[YOUR INSTRUCTIONS] From the data below, return the exact lines starting at the line containing "Target — blurred foliage" and ending at the line containing "Target — thin branch", both included, and nothing else.
╭─ SUPPLIED DATA
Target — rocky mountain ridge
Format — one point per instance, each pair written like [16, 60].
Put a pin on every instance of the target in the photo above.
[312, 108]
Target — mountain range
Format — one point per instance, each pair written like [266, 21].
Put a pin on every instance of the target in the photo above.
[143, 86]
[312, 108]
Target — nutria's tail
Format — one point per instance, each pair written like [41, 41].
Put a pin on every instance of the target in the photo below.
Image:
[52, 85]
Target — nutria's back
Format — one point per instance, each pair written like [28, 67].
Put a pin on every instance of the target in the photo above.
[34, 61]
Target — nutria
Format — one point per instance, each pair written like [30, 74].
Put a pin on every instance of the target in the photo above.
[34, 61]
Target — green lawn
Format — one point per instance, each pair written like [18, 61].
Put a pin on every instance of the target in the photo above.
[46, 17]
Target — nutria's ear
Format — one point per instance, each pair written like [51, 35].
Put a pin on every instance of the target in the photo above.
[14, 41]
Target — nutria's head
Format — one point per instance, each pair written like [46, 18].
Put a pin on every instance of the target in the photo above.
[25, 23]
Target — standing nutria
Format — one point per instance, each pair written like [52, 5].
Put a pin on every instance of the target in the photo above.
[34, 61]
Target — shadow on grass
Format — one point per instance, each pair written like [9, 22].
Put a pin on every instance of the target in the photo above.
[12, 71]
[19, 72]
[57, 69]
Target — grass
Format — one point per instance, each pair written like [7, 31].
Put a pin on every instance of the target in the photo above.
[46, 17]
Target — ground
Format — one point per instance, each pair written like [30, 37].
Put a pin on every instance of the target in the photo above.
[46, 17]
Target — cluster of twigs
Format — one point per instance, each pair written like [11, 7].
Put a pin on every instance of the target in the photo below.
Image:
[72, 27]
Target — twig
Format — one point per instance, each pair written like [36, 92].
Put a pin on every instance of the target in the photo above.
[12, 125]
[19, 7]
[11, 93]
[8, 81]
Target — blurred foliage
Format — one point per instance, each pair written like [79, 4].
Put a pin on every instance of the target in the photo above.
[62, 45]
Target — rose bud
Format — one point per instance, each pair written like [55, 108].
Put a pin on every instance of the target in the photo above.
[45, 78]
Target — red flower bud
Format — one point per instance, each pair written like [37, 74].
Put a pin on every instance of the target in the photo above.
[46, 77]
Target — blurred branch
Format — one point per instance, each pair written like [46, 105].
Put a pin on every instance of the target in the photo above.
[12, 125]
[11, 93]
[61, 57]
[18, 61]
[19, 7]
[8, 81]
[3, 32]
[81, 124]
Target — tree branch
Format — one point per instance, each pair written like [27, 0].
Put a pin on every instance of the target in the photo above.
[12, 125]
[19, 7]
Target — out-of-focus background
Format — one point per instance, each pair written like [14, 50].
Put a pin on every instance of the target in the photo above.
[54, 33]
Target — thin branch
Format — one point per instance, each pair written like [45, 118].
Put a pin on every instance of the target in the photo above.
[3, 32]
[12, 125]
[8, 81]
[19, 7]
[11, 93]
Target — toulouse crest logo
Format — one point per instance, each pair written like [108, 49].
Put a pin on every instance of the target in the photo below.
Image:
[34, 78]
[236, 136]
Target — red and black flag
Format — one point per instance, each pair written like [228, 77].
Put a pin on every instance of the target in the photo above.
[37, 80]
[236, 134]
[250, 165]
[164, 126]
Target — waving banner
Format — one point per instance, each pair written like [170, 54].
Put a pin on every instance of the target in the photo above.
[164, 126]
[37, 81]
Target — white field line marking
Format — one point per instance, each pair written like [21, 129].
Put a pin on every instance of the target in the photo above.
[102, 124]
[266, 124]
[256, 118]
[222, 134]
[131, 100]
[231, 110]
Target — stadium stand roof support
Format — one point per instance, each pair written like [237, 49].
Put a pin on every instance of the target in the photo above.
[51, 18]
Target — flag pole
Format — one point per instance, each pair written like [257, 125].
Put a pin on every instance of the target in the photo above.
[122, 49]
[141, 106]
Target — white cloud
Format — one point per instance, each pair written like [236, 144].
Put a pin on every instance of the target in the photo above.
╰─
[FINISHED TASK]
Target — blurred foliage
Format — one point per instance, each pair written like [79, 4].
Put a pin on every instance of the target in the photo above.
[62, 45]
Target — rose bud
Format — one point per instance, each pair written like [55, 108].
Put a pin on every instance of the target in the photo above.
[45, 78]
Target — red flower bud
Format — one point per instance, each pair written like [37, 74].
Put a pin on every instance of the target in the photo above.
[46, 77]
Target — blurred branch
Format — one point per instance, each pair written like [46, 105].
Put a pin on every instance of the target in the photo above.
[12, 125]
[11, 93]
[61, 57]
[18, 61]
[19, 7]
[8, 81]
[3, 32]
[81, 124]
Target — tree branch
Format — one point per instance, each pair written like [27, 0].
Put a pin on every instance of the target in the photo above.
[12, 125]
[19, 7]
Target — out-of-focus background
Format — one point per instance, each pair written like [14, 50].
Put a pin on every instance of the target in the photo above.
[54, 33]
Target — thin branch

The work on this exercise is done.